### EXCERPT TO READ
- Opening Delimiter -

Infertility and aging

It has been noted that more men, and women, are deferring parenting until they are older, finished their education, and are more financially stable.  As a result the number of children born to fathers older than 35 years has increased considerably in the past few decades.  This creates a problem as there is a decrease in fertility in men with increasing age.  Since it takes longer to achieve a pregnancy in older men, they should be counseled and may consider starting their family sooner before their clock completely winds down.

Since there is evidence of the existence of a male “biological clock,” the likelihood of taking more than a year to conceive doubles when the man is over 35. The implication is that a man’s age should be another factor that is taken into account when looking at the chances of conception in couples who are having difficulty conceiving.

In addition, as men age, the genetic quality of their sperm declines significantly. According to the Centers for Disease Control and Prevention, the number of babies born to parents older than age 35 more than doubled from 1970 to 1999, from 6 percent to 13 percent. This trend has led to the rise in the rates of infertility in the past decade, and to increased miscarriage rates and the possibility of a baby born with Down Syndrome (in addition to other genetic abnormalities).

- Closing Delimiter -

### COLLECTED DATA
- Opening Delimiter -

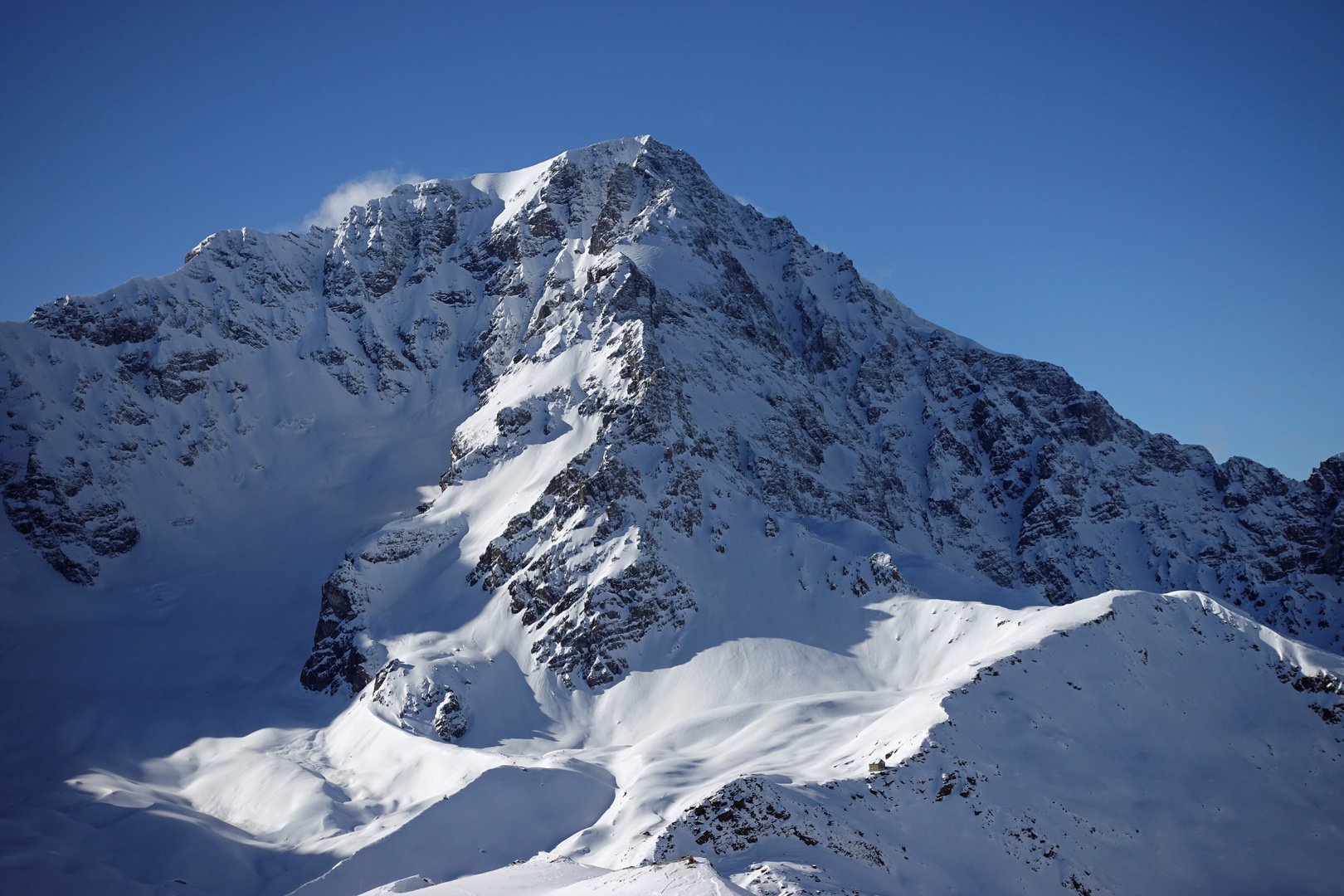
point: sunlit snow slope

- Closing Delimiter -

### ACTION ITEM
From the infertility and aging text, list every outcome that it says the trend of more babies being born to parents older than 35 has led to.

### TASK ANSWER
- A rise in the rates of infertility in the past decade
- Increased miscarriage rates
- The possibility of a baby born with Down Syndrome
- Other genetic abnormalities